> [INSTRUCTIONS TO FOLLOW] Write out, word for word, the stretch from "The proposed resolution" through "was in 2015." in the news article on Wyoming's proposed pornography resolution.

> [EXCERPTED PASSAGE]
_ _ _ _

SHERIDAN — One is too many. Local lawmaker Mark Jennings believes one case of child pornography is too many, and he jumped on board in supporting a resolution to help bring awareness to what the document defines as a public health crisis.
The proposed legislation, written by Rep. Lars Lone, R-Laramie, and sponsored by six additional representatives, including Jennings, serves as the first step in tackling the subject of illegal pornography acts in the state of Wyoming.
“The resolution is actually just the front end of that, just to raise awareness that culturally and statewide that we do have an issue and it is related to things like that,” Jennings said.
Lawmakers hope to increase awareness to a point where future proposed legislation will be less shocking.
“The end result will be that, at a point that we think there’s enough recognition of the issue that we can run some tougher laws on child pornography and human sex trafficking,” Jennings said.
The Sheridan Police Department recorded a significant rise in child pornography cases in the past two years, jumping from two in 2016 to seven in 2017.
In the past five years combined, SPD recorded four pornography cases, 14 child pornography cases, five prostitution cases, one child prostitution case and zero sex trafficking cases.
The proposed resolution says pornography increases the demand for sex trafficking, prostitution, child sexual abuse images and child pornography.
The statewide Division of Criminal Investigation Uniform Crime Report showed overall increases in prostitution and commercial vice from 2012 to 2016 throughout the state of Wyoming. The only year recording a complete decrease for Wyoming from the previous year was in 2015.
Results on whether pornography proves addictive or leads to illegal acts remain inconclusive.
Kirsten Weir published an article in April 2014 for the American Psychological Association that looked into the question “is pornography addictive?” She noted that “whether or not pornography is a diagnosable addiction, it’s clear it hurts some people.”

_ _ _ _

> [EXTRACTED INFORMATION]
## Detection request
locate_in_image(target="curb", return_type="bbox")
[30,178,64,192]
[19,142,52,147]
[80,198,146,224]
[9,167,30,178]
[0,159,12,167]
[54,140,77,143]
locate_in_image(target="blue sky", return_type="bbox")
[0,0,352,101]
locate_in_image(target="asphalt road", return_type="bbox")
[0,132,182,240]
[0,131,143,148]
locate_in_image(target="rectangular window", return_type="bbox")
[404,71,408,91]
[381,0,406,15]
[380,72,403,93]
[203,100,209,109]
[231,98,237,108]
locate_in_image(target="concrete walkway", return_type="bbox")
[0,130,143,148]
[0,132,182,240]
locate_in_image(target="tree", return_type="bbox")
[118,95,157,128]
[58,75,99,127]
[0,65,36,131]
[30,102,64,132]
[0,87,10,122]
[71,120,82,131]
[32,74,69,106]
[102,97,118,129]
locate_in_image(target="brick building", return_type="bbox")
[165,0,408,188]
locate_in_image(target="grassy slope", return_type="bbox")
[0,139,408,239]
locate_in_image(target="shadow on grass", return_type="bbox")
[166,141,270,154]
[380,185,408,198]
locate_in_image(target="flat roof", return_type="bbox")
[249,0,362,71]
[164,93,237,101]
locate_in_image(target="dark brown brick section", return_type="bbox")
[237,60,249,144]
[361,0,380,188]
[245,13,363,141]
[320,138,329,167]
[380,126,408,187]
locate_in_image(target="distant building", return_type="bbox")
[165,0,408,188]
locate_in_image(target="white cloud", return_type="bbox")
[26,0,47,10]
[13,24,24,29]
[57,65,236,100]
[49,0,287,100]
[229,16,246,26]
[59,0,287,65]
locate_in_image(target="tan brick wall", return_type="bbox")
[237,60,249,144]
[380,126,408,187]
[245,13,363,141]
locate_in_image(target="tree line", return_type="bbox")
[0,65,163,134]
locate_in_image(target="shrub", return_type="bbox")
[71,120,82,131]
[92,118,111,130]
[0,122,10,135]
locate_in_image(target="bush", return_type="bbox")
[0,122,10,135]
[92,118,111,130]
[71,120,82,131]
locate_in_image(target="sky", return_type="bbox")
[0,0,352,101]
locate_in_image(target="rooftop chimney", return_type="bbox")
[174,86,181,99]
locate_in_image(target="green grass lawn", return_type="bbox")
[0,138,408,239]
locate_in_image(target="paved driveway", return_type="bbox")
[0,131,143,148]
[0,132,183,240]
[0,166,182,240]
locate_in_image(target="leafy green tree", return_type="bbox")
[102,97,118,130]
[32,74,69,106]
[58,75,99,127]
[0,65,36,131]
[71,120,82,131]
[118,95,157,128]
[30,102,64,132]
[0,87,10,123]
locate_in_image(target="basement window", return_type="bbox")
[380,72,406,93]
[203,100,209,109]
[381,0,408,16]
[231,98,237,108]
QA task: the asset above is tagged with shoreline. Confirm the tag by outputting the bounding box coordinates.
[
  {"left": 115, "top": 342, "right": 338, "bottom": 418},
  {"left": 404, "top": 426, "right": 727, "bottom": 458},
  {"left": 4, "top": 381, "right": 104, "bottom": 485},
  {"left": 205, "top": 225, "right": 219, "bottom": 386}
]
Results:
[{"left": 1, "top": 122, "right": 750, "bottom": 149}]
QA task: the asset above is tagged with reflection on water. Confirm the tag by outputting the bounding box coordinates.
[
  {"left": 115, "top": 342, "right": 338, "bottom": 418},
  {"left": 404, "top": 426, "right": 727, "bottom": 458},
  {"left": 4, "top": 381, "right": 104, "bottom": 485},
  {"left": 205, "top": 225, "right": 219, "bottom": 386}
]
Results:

_ _ _ _

> [RESULT OF THIS TASK]
The proposed resolution says pornography increases the demand for sex trafficking, prostitution, child sexual abuse images and child pornography.
The statewide Division of Criminal Investigation Uniform Crime Report showed overall increases in prostitution and commercial vice from 2012 to 2016 throughout the state of Wyoming. The only year recording a complete decrease for Wyoming from the previous year was in 2015.